Saved entries:
╭──

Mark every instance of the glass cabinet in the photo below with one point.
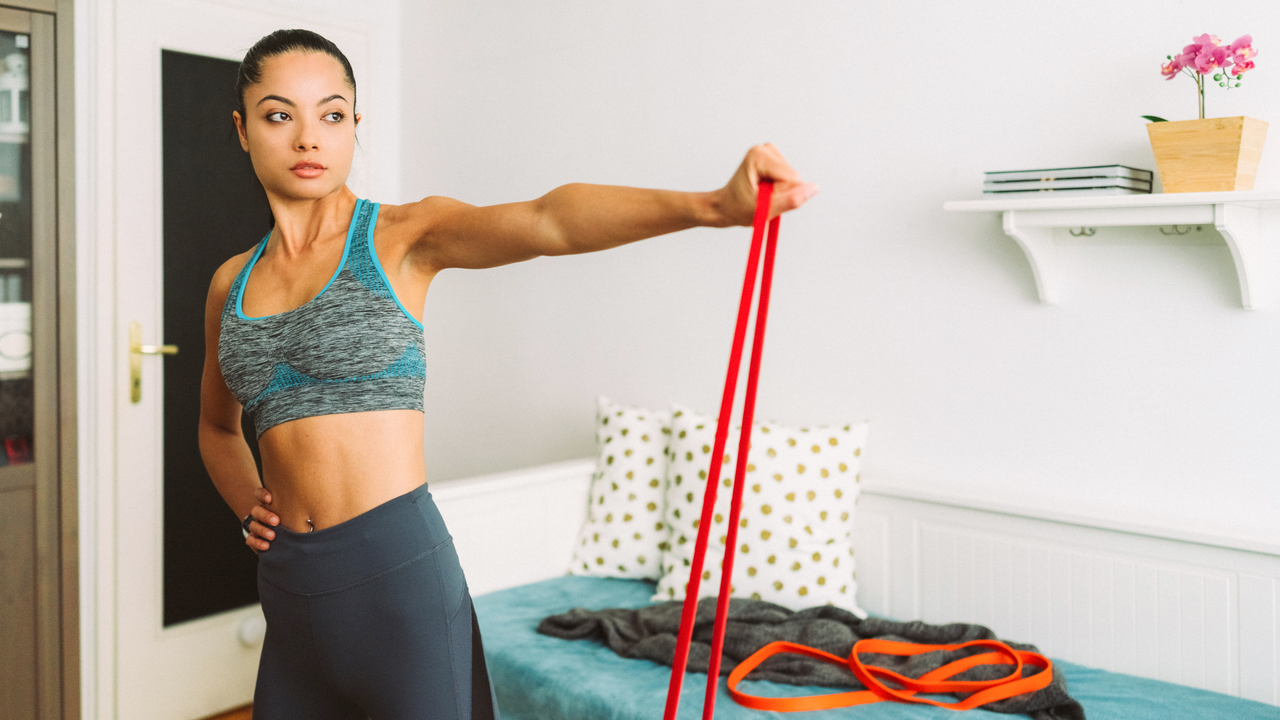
(32, 604)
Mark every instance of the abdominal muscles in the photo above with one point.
(327, 469)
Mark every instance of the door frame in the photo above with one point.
(110, 222)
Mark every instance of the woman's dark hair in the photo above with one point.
(278, 44)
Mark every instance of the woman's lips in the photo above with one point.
(307, 169)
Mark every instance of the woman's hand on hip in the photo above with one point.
(260, 532)
(736, 200)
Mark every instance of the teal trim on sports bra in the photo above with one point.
(378, 264)
(342, 263)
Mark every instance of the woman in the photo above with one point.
(368, 610)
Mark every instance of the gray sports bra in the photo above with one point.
(351, 349)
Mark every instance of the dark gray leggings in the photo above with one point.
(370, 618)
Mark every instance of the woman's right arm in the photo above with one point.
(222, 443)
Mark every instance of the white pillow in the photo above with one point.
(795, 531)
(625, 532)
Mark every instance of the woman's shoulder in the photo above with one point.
(410, 226)
(225, 274)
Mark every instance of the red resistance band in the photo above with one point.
(686, 620)
(933, 682)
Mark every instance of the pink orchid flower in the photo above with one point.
(1242, 49)
(1205, 54)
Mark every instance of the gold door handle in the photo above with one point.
(136, 351)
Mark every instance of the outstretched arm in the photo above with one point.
(585, 218)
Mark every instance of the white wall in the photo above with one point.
(1147, 392)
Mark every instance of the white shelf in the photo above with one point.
(1031, 222)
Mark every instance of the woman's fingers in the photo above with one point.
(256, 543)
(766, 163)
(263, 519)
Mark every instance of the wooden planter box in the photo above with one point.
(1214, 154)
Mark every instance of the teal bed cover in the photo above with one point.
(544, 678)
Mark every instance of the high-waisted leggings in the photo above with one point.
(370, 618)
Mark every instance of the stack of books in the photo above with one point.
(1068, 182)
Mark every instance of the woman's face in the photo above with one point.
(298, 128)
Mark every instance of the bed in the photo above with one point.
(543, 678)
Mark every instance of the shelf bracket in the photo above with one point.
(1240, 229)
(1037, 242)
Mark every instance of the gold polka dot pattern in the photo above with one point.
(801, 484)
(625, 531)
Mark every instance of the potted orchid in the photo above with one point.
(1208, 154)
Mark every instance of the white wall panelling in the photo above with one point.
(519, 527)
(1192, 613)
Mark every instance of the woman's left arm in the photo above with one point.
(585, 218)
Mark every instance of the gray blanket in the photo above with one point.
(649, 633)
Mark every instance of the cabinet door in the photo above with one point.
(28, 370)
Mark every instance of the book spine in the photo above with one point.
(1070, 173)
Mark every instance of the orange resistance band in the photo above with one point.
(935, 682)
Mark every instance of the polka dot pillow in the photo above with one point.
(795, 531)
(625, 531)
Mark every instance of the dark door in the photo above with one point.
(214, 208)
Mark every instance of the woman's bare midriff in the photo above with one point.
(330, 468)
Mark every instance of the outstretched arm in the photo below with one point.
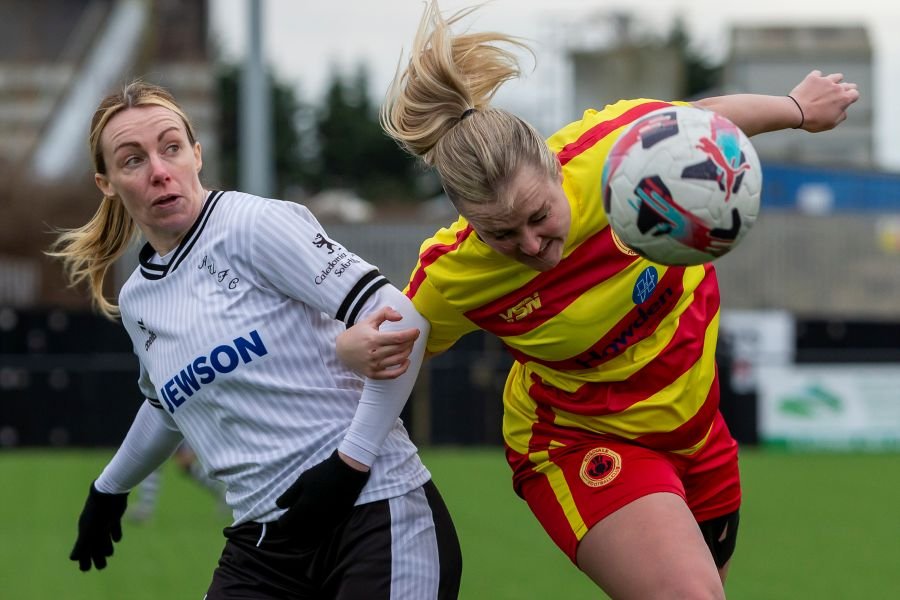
(820, 103)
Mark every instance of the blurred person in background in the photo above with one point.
(233, 312)
(611, 420)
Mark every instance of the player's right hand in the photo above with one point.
(373, 353)
(99, 525)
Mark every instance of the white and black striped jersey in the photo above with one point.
(235, 332)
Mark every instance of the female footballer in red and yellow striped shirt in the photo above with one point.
(611, 418)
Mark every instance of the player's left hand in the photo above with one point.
(824, 100)
(320, 499)
(99, 525)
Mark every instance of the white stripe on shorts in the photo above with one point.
(415, 563)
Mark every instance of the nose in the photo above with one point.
(159, 172)
(530, 243)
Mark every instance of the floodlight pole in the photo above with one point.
(255, 112)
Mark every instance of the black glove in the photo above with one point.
(99, 525)
(320, 499)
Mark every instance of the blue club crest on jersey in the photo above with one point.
(645, 285)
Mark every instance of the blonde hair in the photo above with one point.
(427, 110)
(89, 251)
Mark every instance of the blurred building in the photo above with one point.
(772, 59)
(629, 63)
(58, 58)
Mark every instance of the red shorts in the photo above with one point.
(580, 484)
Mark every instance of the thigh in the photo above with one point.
(405, 547)
(711, 477)
(651, 548)
(258, 564)
(578, 486)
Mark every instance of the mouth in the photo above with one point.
(164, 201)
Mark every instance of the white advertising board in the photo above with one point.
(834, 406)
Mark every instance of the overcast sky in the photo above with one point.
(305, 40)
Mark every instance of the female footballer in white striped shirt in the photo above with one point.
(233, 313)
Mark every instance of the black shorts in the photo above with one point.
(401, 548)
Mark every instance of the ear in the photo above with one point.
(198, 156)
(104, 185)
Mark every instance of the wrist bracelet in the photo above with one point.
(802, 116)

╰──

(ACTION ITEM): Return exactly the lines in the records above, beginning with the one that holds "Mark every instance of the wrist" and ending with the last.

(ANSWER):
Mark every instance of the wrist bracelet in the photo above with one point.
(802, 116)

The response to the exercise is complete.